Of the entries below, return only those lines from the line with "Target: leafless shrub" to the line with "Target: tree trunk", exactly, both included.

***** SUPPLIED RECORDS *****

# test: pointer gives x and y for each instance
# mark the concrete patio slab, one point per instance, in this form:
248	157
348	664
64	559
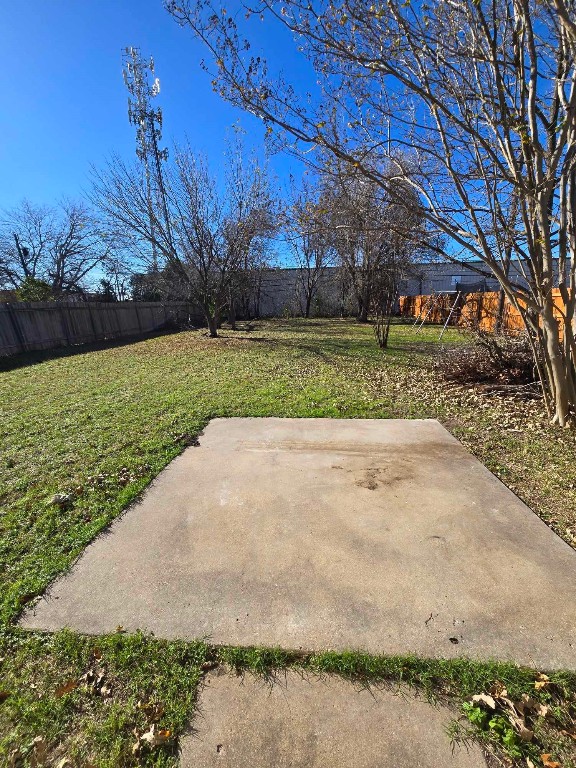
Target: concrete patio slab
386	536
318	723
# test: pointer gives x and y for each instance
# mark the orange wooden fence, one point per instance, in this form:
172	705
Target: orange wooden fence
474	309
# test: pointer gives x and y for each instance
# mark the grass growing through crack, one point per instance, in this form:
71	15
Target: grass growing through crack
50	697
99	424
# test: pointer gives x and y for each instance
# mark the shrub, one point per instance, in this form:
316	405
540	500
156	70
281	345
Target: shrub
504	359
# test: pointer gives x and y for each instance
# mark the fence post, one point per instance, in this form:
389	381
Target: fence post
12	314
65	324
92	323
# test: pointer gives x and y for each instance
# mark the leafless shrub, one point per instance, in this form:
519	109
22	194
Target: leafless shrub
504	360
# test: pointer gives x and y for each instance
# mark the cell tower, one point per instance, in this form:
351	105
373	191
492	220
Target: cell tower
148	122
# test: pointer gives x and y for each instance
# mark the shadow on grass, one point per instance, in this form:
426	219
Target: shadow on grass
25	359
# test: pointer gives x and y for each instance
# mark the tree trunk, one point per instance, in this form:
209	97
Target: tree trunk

*****
***** SUPPLIED RECORDS *****

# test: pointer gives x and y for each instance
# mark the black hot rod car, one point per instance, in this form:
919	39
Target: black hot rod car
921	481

*****

_RESULT FOR THIS TASK:_
Target: leafless shrub
504	360
# test: pointer gives x and y for each instance
# mark the cell tower, one point per instance, in this form:
351	105
373	191
492	220
Target: cell tower
148	122
# test: pointer gives x and y for each instance
# mark the shadow on grass, one point per instance, in this form:
426	219
Target: shadow on grass
25	359
# test: pointer gives x and y for each instance
# mark the tree trunk, one point per instance, in this form:
209	97
Target: tree trunk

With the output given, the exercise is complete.